EXERCISE AIM
Change every "Target" in the listing below to "Object", and leave everything else as it is.

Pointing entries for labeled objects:
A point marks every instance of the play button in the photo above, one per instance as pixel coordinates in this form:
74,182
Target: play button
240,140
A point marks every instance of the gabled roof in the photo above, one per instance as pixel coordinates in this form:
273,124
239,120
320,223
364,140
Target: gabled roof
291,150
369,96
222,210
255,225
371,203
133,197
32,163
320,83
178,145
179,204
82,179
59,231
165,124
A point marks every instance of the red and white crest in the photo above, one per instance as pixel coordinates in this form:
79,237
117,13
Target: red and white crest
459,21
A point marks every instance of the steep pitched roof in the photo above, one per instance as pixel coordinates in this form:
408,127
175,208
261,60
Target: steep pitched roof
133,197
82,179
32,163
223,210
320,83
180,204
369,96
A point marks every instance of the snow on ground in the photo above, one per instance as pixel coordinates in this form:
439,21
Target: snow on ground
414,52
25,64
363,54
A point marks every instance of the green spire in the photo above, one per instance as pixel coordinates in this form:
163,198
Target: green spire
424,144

WRITTEN SOLUTION
A point marks every instance of the play button in the photo above, one per instance as pixel coordinates in this form:
74,182
Object: play button
240,140
A point marks every instance of the gabled roof in the photo above, one per instance as pixel coordinates in this form:
273,124
239,120
320,223
364,140
Object: gabled roof
291,150
369,96
222,210
255,225
371,203
133,197
32,163
320,83
178,145
179,204
82,179
59,231
165,124
A point marks every instance of the red and white crest in the photo above, one per instance as pixel coordinates in this form:
79,237
117,13
Object: red and white crest
459,21
A point marks every instance of the steep pitched roof in the photo above, one per instance as pixel coordinates in this form:
408,127
175,208
261,60
Object: steep pitched roof
133,197
82,179
32,163
223,210
320,83
180,204
369,96
A point marks every instance of the snow on ground in the photo above, one per instance as pixel coordinates in this form:
439,21
Object: snow on ground
414,52
25,64
363,54
A point marks every instance of the green spire in the photo above, one per instance as pixel coordinates in this form:
163,198
Object: green spire
424,144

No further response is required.